# Material for the task:
— begin —
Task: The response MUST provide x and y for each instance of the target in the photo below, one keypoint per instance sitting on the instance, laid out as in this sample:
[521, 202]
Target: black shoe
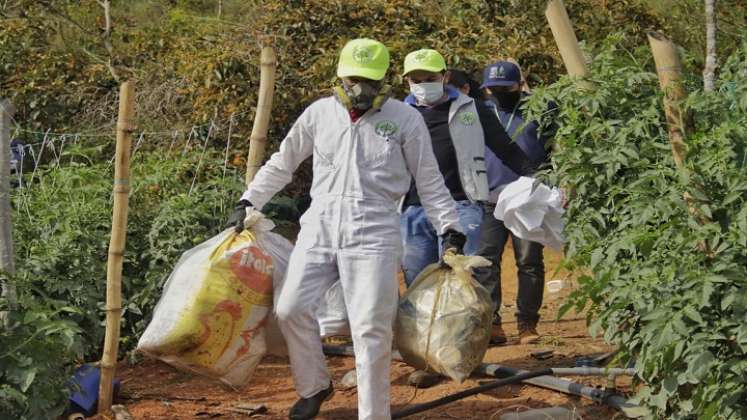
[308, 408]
— end —
— begin —
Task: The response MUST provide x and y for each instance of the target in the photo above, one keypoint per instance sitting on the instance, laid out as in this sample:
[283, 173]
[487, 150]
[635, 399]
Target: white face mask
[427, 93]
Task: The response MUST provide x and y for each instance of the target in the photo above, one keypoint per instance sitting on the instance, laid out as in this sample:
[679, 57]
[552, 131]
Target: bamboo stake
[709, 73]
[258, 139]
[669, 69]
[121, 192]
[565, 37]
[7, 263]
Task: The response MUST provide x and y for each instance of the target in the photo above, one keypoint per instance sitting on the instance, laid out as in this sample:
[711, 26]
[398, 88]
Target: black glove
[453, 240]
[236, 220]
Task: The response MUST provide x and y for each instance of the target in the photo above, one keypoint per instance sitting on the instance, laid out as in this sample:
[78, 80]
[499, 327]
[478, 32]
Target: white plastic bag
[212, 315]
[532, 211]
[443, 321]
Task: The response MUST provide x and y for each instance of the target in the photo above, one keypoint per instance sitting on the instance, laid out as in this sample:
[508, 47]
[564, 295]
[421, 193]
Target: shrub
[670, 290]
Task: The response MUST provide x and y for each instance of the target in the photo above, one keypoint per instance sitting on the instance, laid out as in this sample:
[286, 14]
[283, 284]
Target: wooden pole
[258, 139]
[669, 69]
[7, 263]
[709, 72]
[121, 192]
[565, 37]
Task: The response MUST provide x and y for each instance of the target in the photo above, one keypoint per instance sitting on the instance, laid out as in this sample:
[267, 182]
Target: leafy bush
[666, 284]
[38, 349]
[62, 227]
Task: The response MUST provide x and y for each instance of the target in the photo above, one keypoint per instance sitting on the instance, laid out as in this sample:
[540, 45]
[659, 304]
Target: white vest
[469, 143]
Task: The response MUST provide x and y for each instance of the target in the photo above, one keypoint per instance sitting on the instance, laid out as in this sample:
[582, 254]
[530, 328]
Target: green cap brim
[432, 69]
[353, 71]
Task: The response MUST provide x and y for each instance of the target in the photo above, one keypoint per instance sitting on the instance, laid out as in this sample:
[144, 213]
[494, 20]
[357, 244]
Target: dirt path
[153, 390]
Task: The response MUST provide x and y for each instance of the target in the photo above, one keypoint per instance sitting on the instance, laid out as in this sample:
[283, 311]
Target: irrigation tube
— end —
# Work instructions:
Determine how many lines of the data above contain the word "white" and give only that number.

# Reply:
3